WHAT IS BEING ASKED - Exactly retype the opening line of the entries and every line after it, ending with the line that contains "Target: black metal fence". Skip all pictures.

Entries taken from a collection:
────────────────────────────────────────

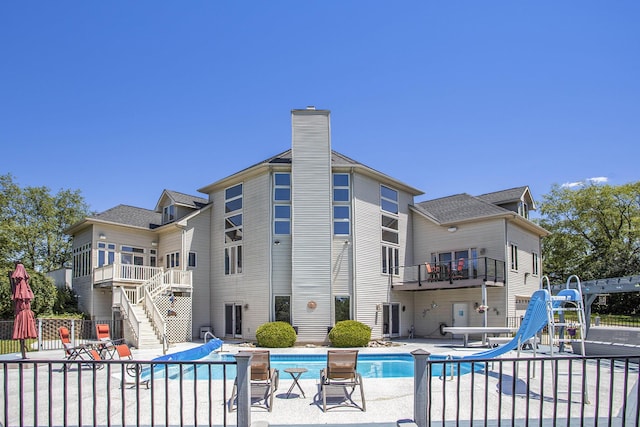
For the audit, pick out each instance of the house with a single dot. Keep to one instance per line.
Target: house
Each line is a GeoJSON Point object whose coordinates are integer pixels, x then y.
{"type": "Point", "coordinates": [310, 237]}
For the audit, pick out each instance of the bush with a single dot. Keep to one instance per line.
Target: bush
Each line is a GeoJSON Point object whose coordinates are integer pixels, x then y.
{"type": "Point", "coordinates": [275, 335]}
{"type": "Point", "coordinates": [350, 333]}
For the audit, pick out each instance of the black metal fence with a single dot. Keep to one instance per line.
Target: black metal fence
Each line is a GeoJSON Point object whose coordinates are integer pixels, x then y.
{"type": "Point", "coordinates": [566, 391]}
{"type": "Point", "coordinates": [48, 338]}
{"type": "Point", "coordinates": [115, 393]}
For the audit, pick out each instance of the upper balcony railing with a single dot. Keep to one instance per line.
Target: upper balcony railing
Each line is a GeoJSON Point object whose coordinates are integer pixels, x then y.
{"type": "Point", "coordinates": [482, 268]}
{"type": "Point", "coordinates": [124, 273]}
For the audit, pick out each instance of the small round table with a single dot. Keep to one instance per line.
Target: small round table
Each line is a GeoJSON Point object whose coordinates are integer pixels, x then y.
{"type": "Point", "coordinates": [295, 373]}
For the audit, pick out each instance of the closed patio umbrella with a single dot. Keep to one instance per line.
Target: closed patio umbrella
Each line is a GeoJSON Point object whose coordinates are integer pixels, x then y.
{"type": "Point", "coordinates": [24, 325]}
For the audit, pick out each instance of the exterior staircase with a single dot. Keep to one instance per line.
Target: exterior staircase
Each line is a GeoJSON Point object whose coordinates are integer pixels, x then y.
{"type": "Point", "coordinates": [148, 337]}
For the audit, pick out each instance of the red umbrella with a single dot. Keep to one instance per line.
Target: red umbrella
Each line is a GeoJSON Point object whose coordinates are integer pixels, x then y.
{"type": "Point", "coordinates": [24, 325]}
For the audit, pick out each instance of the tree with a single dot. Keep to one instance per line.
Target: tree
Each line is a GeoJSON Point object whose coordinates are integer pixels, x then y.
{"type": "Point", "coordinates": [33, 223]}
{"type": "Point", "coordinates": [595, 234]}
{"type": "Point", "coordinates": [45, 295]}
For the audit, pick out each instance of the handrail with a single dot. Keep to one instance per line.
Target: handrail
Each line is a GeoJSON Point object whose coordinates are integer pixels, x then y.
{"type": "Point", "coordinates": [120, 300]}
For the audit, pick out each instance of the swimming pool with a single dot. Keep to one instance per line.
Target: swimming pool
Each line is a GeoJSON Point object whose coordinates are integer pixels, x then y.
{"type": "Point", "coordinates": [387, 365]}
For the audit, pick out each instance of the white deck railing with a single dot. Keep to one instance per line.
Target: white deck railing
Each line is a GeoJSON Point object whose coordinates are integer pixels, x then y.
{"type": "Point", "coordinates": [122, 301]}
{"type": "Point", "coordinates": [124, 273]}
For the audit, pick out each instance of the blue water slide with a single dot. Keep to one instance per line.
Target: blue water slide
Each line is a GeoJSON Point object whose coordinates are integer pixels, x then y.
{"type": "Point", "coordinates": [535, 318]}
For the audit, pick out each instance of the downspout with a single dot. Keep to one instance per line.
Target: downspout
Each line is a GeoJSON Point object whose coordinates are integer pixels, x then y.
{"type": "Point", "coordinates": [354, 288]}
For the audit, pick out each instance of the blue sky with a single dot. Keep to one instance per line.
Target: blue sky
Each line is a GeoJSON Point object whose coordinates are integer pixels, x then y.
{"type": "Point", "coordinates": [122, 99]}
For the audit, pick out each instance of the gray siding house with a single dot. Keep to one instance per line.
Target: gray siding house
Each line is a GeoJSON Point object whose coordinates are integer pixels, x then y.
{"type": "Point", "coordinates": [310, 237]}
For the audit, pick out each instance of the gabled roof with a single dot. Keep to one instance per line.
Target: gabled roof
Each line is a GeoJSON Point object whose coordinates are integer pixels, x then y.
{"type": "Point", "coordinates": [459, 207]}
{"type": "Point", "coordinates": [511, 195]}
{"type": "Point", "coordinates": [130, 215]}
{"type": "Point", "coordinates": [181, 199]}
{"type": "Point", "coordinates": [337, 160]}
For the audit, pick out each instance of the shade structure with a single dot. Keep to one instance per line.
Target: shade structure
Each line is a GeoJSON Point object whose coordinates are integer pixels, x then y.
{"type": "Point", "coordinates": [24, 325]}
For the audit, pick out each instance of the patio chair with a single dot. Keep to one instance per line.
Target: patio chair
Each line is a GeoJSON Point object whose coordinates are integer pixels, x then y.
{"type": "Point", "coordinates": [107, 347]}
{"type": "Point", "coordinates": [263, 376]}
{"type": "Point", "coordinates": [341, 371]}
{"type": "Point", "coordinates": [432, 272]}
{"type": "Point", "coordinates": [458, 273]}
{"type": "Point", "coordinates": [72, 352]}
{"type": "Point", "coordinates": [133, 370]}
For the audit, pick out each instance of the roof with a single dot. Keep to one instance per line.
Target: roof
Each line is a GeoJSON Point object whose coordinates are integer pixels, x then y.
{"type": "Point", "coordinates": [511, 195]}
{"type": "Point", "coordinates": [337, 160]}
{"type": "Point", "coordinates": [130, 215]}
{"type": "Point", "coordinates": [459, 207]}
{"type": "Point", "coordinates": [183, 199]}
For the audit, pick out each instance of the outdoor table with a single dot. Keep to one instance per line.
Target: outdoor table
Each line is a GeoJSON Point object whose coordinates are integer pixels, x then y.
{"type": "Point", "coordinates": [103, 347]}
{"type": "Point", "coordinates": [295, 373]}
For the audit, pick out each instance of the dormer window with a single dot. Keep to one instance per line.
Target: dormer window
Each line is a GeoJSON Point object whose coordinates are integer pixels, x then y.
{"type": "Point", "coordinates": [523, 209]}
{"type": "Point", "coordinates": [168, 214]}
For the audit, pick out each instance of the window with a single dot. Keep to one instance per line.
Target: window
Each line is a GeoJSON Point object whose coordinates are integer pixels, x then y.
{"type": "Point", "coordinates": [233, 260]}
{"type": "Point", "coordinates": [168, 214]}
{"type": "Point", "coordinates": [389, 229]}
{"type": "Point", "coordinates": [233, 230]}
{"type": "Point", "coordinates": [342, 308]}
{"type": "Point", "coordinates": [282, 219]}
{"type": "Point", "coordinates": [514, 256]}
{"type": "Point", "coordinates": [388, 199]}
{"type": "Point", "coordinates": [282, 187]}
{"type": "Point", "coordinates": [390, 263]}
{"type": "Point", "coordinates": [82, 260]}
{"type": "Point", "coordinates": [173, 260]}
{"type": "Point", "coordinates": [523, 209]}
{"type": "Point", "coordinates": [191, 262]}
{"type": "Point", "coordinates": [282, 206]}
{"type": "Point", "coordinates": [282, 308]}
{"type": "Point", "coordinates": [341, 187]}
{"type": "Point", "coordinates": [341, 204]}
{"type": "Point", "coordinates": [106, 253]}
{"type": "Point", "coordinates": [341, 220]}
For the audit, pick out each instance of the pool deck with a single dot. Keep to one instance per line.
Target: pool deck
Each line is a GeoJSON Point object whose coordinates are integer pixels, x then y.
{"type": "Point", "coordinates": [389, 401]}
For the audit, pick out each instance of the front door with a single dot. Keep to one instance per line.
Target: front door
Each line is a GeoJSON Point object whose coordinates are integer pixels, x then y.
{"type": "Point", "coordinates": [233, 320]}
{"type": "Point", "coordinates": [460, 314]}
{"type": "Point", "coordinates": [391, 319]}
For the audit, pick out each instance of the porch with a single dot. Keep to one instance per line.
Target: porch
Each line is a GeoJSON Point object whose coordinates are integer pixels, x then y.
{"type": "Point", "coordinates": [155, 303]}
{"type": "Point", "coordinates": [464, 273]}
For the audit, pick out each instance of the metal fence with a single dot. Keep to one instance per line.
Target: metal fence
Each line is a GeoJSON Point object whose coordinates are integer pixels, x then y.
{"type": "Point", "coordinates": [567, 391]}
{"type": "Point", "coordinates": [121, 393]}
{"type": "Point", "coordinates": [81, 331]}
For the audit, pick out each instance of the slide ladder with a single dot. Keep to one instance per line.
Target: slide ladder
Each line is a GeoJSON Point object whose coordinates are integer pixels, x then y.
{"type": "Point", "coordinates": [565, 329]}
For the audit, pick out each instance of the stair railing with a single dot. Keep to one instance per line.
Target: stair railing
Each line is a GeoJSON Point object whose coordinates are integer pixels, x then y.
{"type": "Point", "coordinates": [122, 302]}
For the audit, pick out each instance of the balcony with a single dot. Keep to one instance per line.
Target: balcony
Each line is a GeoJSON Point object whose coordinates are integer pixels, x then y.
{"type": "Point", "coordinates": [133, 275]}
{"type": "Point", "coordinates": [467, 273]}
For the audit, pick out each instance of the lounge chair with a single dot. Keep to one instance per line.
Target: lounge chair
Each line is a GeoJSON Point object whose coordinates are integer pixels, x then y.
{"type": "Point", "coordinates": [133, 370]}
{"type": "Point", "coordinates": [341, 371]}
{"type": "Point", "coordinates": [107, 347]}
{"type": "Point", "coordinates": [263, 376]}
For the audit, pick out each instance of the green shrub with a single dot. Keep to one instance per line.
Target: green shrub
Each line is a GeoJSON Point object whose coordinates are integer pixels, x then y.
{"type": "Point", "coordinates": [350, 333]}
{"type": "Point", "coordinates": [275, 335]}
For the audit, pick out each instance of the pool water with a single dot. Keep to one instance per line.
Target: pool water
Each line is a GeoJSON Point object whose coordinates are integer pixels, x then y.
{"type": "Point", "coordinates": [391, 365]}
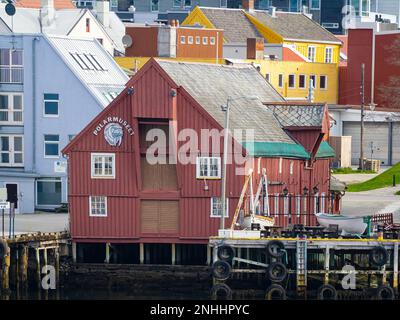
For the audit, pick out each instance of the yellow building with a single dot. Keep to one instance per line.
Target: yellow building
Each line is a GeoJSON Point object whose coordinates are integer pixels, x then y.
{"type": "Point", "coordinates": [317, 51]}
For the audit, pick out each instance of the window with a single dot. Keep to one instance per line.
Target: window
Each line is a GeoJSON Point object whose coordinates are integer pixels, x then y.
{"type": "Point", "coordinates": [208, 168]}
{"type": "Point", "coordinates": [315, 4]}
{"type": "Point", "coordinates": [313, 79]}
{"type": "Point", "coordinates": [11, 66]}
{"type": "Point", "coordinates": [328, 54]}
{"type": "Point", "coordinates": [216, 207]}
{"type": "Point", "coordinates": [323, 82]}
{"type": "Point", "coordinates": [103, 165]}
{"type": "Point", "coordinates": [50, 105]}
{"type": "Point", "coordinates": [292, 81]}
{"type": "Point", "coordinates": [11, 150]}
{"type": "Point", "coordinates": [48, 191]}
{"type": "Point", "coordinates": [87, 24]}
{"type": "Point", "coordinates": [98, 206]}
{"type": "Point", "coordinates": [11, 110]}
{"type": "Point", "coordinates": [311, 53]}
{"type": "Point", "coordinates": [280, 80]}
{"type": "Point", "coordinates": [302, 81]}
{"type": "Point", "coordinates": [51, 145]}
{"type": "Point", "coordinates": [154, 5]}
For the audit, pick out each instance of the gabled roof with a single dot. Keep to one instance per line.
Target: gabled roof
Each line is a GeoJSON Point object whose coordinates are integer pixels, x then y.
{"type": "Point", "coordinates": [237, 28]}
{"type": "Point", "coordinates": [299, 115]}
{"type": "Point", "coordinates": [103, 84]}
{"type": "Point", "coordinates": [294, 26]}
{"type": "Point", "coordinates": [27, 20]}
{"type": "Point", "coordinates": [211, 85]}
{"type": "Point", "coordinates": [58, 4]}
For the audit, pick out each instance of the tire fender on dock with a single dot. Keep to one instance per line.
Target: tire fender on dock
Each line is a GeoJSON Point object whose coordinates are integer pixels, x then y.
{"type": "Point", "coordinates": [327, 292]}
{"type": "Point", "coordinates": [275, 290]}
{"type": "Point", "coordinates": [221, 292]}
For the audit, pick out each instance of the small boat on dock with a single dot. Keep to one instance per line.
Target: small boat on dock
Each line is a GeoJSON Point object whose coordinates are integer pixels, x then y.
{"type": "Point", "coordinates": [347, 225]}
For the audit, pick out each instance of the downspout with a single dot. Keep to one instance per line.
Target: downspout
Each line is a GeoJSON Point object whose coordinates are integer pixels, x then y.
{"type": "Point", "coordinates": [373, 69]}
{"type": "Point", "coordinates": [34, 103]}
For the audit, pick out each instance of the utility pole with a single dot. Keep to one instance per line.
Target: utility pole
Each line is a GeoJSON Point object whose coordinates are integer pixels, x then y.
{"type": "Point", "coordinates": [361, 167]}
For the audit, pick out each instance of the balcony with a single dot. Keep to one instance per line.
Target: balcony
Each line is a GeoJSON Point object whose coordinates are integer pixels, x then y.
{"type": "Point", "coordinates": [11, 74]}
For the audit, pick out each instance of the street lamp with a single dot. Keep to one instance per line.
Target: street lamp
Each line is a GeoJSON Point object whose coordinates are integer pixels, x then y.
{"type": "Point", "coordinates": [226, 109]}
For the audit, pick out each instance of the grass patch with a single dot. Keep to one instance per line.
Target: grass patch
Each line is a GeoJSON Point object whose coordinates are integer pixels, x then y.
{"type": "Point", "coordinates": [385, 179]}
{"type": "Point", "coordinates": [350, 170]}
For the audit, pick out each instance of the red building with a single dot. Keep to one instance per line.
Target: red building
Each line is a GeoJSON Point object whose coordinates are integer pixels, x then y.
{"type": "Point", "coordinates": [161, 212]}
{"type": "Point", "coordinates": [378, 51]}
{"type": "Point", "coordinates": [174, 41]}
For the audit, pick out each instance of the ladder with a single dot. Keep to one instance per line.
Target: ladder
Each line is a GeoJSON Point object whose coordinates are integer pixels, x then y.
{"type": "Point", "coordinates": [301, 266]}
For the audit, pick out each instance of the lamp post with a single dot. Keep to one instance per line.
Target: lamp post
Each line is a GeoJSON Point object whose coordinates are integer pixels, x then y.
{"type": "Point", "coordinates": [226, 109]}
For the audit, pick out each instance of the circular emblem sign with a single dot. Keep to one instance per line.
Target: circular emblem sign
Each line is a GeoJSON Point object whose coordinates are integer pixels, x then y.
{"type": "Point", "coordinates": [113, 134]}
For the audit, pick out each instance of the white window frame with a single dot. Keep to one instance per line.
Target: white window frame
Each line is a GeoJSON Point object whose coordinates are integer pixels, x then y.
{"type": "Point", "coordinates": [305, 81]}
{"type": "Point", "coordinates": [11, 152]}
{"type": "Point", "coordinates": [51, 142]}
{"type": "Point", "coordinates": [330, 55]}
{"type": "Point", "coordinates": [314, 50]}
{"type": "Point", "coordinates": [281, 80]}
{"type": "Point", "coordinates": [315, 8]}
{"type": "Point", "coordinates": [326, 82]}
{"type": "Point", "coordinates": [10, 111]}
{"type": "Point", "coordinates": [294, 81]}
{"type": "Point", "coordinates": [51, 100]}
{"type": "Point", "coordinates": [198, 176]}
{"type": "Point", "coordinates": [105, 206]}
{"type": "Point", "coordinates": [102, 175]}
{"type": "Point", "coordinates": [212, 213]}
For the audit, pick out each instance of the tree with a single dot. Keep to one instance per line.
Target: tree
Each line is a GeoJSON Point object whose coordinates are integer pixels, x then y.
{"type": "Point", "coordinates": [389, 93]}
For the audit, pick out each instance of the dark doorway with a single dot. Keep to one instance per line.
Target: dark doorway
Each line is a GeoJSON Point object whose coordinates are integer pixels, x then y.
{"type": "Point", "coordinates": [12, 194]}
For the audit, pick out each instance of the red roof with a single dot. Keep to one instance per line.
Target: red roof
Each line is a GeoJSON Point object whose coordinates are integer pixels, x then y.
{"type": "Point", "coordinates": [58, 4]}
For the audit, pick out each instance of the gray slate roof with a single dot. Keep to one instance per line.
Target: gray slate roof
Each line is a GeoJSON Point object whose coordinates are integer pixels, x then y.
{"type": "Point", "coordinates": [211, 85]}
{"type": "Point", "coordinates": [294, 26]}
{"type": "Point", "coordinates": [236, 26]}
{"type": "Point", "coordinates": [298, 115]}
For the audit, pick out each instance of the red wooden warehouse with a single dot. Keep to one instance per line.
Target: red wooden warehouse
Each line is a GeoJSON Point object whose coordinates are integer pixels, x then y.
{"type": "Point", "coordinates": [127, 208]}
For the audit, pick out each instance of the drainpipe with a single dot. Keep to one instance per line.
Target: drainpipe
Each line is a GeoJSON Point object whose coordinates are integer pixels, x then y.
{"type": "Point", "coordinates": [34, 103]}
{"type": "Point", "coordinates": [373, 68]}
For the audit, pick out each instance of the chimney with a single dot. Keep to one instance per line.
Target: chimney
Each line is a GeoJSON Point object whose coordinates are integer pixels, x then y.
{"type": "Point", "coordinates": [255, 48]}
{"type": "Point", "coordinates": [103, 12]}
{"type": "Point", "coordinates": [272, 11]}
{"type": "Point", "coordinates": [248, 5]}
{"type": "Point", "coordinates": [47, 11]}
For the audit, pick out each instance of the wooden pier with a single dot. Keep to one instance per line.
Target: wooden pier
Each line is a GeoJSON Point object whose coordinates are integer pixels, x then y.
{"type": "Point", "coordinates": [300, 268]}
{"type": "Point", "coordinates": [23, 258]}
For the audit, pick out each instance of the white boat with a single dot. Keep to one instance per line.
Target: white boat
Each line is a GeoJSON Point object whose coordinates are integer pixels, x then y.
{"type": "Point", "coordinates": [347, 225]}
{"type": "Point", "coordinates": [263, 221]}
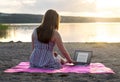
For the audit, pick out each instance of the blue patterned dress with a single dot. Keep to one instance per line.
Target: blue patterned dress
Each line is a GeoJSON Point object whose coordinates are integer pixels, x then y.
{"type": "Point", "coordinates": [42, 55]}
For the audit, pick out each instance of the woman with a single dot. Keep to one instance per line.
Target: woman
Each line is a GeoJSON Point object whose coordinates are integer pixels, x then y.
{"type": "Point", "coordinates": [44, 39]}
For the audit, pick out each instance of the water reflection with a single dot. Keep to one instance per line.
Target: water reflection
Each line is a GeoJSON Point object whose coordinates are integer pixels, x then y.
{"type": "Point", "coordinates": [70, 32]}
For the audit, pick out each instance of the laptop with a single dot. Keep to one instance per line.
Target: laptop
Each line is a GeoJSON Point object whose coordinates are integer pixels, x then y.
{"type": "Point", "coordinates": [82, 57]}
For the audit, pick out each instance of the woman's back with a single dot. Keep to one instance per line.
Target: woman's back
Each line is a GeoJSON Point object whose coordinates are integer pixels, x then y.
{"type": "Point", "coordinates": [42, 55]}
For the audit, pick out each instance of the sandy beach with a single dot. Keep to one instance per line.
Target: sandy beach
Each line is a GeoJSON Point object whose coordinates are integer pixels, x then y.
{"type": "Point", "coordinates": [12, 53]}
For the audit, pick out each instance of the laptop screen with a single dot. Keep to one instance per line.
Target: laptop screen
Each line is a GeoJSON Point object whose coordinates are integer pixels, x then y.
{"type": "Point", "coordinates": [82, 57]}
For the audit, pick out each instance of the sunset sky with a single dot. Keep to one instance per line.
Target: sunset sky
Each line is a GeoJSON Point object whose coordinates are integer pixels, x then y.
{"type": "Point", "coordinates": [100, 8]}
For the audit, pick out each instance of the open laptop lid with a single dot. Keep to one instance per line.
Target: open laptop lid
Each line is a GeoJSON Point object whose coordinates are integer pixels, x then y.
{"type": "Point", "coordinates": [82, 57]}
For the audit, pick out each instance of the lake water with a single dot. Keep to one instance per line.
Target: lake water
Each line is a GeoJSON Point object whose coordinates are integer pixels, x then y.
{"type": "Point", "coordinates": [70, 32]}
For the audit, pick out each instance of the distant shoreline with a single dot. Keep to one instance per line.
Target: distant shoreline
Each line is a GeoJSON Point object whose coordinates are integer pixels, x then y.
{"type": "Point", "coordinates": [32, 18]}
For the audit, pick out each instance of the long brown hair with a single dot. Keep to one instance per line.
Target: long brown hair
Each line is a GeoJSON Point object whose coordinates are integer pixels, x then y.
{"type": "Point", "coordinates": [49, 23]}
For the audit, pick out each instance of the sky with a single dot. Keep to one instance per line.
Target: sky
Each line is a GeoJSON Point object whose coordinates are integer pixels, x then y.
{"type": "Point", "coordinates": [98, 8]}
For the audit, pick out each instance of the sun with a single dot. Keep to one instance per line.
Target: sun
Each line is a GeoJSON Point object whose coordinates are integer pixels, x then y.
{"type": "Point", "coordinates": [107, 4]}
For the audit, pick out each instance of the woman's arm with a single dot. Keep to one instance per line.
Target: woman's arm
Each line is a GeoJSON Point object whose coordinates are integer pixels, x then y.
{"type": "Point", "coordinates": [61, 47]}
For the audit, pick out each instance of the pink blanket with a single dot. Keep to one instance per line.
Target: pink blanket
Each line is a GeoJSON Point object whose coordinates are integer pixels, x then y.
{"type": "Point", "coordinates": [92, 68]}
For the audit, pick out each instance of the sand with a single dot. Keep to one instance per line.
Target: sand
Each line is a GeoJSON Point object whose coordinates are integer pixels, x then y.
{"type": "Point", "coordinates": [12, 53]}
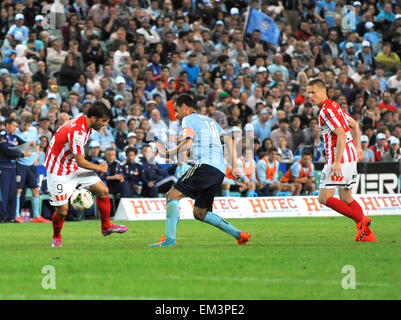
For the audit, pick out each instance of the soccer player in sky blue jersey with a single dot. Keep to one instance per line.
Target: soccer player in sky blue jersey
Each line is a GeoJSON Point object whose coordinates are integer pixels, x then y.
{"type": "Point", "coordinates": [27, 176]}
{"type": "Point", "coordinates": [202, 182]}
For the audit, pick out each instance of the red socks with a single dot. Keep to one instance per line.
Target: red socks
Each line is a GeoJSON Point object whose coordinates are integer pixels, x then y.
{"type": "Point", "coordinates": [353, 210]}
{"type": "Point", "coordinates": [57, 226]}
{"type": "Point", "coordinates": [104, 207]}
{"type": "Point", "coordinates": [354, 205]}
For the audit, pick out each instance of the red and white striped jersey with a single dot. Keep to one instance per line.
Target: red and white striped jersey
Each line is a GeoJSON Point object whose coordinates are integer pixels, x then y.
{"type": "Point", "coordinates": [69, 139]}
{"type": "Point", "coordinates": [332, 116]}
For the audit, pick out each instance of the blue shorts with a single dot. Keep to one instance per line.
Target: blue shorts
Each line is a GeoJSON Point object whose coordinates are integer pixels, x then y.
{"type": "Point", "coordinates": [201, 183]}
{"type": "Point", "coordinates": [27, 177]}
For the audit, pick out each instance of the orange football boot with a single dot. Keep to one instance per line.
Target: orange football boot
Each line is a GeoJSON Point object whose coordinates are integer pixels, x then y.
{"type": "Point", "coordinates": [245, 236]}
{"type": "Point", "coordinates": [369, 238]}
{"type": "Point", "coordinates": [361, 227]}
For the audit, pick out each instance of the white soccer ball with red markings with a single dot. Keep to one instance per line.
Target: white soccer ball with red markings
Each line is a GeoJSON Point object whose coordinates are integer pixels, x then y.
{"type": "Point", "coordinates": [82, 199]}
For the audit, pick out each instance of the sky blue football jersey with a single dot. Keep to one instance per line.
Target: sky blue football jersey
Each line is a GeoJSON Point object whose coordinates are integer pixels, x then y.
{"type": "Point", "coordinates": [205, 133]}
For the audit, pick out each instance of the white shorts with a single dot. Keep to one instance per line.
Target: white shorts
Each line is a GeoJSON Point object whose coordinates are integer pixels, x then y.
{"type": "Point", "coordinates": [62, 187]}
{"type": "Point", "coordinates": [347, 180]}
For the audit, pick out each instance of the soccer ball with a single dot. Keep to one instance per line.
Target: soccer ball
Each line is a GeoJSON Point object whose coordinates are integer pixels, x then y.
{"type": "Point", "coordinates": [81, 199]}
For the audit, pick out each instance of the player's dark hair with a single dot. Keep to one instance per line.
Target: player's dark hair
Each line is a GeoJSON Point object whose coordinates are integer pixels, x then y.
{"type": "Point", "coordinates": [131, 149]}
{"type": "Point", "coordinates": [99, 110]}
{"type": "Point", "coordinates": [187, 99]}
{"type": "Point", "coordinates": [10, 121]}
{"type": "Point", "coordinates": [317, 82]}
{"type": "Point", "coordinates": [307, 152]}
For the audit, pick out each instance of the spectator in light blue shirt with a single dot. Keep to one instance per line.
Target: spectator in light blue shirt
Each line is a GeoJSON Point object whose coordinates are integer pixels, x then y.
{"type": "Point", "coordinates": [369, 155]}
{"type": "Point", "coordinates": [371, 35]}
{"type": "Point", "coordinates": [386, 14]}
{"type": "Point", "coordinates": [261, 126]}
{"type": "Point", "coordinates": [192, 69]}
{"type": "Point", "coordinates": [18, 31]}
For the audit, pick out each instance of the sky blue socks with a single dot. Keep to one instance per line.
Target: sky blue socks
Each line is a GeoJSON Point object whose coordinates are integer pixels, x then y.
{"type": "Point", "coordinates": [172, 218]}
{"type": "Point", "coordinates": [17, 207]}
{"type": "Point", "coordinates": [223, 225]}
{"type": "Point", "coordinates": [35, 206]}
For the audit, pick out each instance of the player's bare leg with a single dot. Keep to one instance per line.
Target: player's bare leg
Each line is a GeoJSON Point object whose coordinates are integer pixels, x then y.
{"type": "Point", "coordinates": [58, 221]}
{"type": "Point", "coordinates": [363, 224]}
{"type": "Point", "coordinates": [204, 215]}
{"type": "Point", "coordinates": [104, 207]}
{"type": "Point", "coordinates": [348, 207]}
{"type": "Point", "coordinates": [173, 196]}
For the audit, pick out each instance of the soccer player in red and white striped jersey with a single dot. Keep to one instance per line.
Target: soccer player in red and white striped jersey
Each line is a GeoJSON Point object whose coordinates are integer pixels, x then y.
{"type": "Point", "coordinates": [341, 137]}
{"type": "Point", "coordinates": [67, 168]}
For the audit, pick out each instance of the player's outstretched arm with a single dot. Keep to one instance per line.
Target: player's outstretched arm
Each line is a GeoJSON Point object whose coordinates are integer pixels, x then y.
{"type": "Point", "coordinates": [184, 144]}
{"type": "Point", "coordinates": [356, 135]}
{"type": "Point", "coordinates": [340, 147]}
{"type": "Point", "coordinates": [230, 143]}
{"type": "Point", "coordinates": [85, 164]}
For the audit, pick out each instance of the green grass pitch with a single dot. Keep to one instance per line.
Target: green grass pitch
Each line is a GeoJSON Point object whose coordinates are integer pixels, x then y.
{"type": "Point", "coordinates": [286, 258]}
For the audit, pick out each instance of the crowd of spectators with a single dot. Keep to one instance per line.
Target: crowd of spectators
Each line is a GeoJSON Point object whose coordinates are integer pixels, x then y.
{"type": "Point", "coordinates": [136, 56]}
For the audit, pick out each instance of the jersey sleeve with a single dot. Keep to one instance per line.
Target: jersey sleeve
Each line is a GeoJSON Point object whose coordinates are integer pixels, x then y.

────────────────────────────────────────

WRITTEN ANSWER -
For the audit, pick out each instance of the house with a single dot. Keep to one instance per line.
Target: house
Each line is a GeoJSON Point object whose coordinates are integer pixels, x then y.
{"type": "Point", "coordinates": [310, 237]}
For the audit, pick out each instance of the bush with a single dot. Keep to one instance per line.
Target: bush
Each line is a GeoJSON Point object whose coordinates are integer pixels, x then y.
{"type": "Point", "coordinates": [275, 335]}
{"type": "Point", "coordinates": [350, 333]}
For the audit, pick out each instance of the black metal fence with a single dot. Keep to one instance per line.
Target: black metal fence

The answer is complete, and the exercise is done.